#### WORK INSTRUCTIONS:
1. Summarize the forum post about p-values in two sentences.
2. In the forum post about p-values, who wrote the function the writer found for calculating Durbin's statistic?

[R] p-values

[Peter Ho]

Spencer,


Thank you for referring me to your other email on Exact goodness-of-fit 
test. However, I'm not entirely sure if what you mentioned is the same 
for my case. I'm not a statistician and it would help me if you could 
explain what you meant in a little more detail. Perhaps I need to 
explain the problem in more detail.

I am looking for a way to calculate exaxt p-values by Monte Carlo 
Simulation for Durbin's test. Durbin's test statistic is similar to 
Friedman's statistic, but considers the case of Balanced Incomplete 
block designs. I have found a function written by Felipe de Mendiburu 
for calculating Durbin's statistic, which gives the chi-squared p-value. 
I have also been read an article by Torsten Hothorn "On exact rank Tests 
in R" (R News 1(1), 11–12.) and he has shown how to calculate Monte 
Carlo p-values using pperm. In the article by Torsten Hothorn he gives:

R> pperm(W, ranks, length(x))

He compares his method to that of StatXact, which is the program Rayner 
and Best suggested using. Is there a way to do this for example for the 
friedman test.

A paper by Joachim Rohmel discusses "The permutation distribution for 
the friendman test" (Computational Statistics & Data Analysis 1997, 26: 
83-99). This seems to be on the lines of what I need, although I am not 
quite sure. Has anyone tried to recode his APL program for R?

I have tried a number of things, all unsucessful. Searching through 
previous postings have not been very successful either. It seems that 
pperm is the way to go, but I would need help from someone on this.

Any hints on how to continue would be much appreciated.

#### STORED RECORDS:

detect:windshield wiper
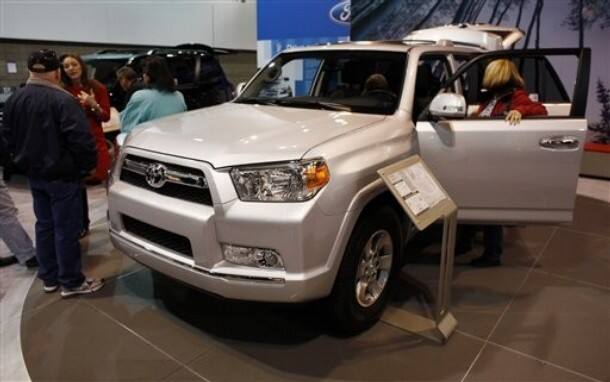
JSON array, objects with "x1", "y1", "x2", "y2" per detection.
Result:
[
  {"x1": 275, "y1": 98, "x2": 352, "y2": 111},
  {"x1": 235, "y1": 97, "x2": 277, "y2": 105}
]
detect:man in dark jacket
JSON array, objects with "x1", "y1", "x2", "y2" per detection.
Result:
[
  {"x1": 0, "y1": 118, "x2": 38, "y2": 268},
  {"x1": 0, "y1": 50, "x2": 103, "y2": 297}
]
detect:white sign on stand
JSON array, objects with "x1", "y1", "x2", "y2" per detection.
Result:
[{"x1": 377, "y1": 155, "x2": 457, "y2": 343}]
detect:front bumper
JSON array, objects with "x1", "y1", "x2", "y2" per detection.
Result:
[
  {"x1": 108, "y1": 149, "x2": 343, "y2": 302},
  {"x1": 110, "y1": 231, "x2": 332, "y2": 302}
]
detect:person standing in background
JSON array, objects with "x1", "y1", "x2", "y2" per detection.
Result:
[
  {"x1": 60, "y1": 54, "x2": 111, "y2": 237},
  {"x1": 121, "y1": 56, "x2": 186, "y2": 133},
  {"x1": 460, "y1": 59, "x2": 547, "y2": 268},
  {"x1": 116, "y1": 66, "x2": 144, "y2": 111},
  {"x1": 0, "y1": 49, "x2": 104, "y2": 297}
]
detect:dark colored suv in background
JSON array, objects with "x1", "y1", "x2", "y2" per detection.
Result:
[{"x1": 83, "y1": 44, "x2": 234, "y2": 111}]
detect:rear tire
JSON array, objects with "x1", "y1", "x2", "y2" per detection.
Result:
[{"x1": 329, "y1": 206, "x2": 402, "y2": 335}]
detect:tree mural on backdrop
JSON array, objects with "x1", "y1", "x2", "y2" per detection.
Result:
[
  {"x1": 563, "y1": 0, "x2": 610, "y2": 139},
  {"x1": 589, "y1": 79, "x2": 610, "y2": 145},
  {"x1": 564, "y1": 0, "x2": 610, "y2": 48}
]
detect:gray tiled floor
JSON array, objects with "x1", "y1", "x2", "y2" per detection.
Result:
[{"x1": 3, "y1": 178, "x2": 610, "y2": 382}]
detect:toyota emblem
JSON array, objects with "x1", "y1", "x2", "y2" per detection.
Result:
[{"x1": 146, "y1": 163, "x2": 167, "y2": 188}]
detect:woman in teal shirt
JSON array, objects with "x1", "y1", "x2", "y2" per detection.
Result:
[{"x1": 121, "y1": 56, "x2": 186, "y2": 133}]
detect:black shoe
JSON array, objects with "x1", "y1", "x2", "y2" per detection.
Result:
[
  {"x1": 0, "y1": 256, "x2": 17, "y2": 268},
  {"x1": 470, "y1": 255, "x2": 502, "y2": 268},
  {"x1": 78, "y1": 228, "x2": 89, "y2": 239},
  {"x1": 25, "y1": 257, "x2": 38, "y2": 269}
]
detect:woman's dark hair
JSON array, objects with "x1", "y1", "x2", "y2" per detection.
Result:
[
  {"x1": 59, "y1": 53, "x2": 91, "y2": 89},
  {"x1": 142, "y1": 56, "x2": 176, "y2": 93}
]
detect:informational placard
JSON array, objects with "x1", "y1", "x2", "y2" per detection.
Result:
[
  {"x1": 377, "y1": 155, "x2": 457, "y2": 231},
  {"x1": 377, "y1": 155, "x2": 457, "y2": 343}
]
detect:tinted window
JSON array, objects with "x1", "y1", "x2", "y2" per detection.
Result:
[
  {"x1": 166, "y1": 56, "x2": 197, "y2": 86},
  {"x1": 412, "y1": 55, "x2": 451, "y2": 119},
  {"x1": 199, "y1": 56, "x2": 225, "y2": 85},
  {"x1": 456, "y1": 56, "x2": 570, "y2": 105}
]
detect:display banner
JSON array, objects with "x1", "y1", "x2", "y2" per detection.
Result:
[{"x1": 256, "y1": 0, "x2": 351, "y2": 67}]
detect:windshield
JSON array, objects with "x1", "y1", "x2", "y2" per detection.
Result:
[{"x1": 235, "y1": 50, "x2": 407, "y2": 114}]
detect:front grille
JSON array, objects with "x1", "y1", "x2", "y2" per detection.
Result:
[
  {"x1": 120, "y1": 155, "x2": 212, "y2": 206},
  {"x1": 121, "y1": 215, "x2": 193, "y2": 257}
]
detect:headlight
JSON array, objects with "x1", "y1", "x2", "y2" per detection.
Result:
[{"x1": 231, "y1": 159, "x2": 330, "y2": 202}]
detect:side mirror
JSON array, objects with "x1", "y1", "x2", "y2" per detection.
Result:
[
  {"x1": 429, "y1": 93, "x2": 467, "y2": 118},
  {"x1": 235, "y1": 82, "x2": 246, "y2": 97},
  {"x1": 116, "y1": 133, "x2": 127, "y2": 150}
]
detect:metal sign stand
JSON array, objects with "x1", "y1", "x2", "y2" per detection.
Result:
[{"x1": 377, "y1": 155, "x2": 457, "y2": 344}]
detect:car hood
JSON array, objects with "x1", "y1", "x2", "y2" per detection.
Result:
[{"x1": 126, "y1": 103, "x2": 385, "y2": 168}]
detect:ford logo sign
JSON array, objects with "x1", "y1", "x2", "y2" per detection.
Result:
[{"x1": 329, "y1": 0, "x2": 352, "y2": 25}]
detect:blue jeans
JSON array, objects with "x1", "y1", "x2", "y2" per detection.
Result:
[
  {"x1": 30, "y1": 178, "x2": 85, "y2": 288},
  {"x1": 0, "y1": 177, "x2": 36, "y2": 264}
]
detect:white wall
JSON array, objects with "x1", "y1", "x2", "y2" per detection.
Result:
[{"x1": 0, "y1": 0, "x2": 256, "y2": 50}]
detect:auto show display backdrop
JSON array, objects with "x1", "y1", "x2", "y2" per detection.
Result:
[
  {"x1": 256, "y1": 0, "x2": 350, "y2": 67},
  {"x1": 351, "y1": 0, "x2": 610, "y2": 148}
]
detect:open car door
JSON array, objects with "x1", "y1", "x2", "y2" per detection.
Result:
[{"x1": 416, "y1": 49, "x2": 591, "y2": 223}]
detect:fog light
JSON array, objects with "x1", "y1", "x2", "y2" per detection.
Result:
[{"x1": 222, "y1": 244, "x2": 284, "y2": 268}]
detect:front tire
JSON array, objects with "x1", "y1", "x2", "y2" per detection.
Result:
[{"x1": 329, "y1": 206, "x2": 402, "y2": 334}]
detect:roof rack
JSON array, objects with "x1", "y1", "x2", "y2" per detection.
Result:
[{"x1": 404, "y1": 24, "x2": 525, "y2": 50}]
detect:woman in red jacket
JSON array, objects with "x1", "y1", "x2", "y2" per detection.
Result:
[
  {"x1": 476, "y1": 59, "x2": 547, "y2": 125},
  {"x1": 60, "y1": 54, "x2": 110, "y2": 237},
  {"x1": 460, "y1": 59, "x2": 547, "y2": 267}
]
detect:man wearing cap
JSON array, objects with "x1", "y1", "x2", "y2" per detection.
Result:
[{"x1": 0, "y1": 50, "x2": 103, "y2": 297}]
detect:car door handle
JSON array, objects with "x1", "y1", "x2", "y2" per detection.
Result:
[{"x1": 540, "y1": 135, "x2": 578, "y2": 150}]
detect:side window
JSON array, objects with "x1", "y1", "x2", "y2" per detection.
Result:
[
  {"x1": 514, "y1": 57, "x2": 570, "y2": 103},
  {"x1": 448, "y1": 56, "x2": 574, "y2": 106},
  {"x1": 167, "y1": 56, "x2": 195, "y2": 85},
  {"x1": 258, "y1": 58, "x2": 322, "y2": 98},
  {"x1": 412, "y1": 55, "x2": 451, "y2": 120},
  {"x1": 199, "y1": 56, "x2": 225, "y2": 86}
]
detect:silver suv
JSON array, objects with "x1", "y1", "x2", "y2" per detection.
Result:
[{"x1": 109, "y1": 28, "x2": 589, "y2": 332}]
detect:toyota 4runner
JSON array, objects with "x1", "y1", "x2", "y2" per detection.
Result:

#### ANSWERS GIVEN:
1. The writer, who is not a statistician, wants a way to calculate exact p-values by Monte Carlo simulation for Durbin's test, which is similar to Friedman's statistic but considers balanced incomplete block designs. The writer has read Torsten Hothorn's article showing Monte Carlo p-values with pperm and a paper by Joachim Rohmel on the permutation distribution for the Friedman test, and asks for help, including whether anyone has recoded Rohmel's APL program for R.

2. Felipe de Mendiburu.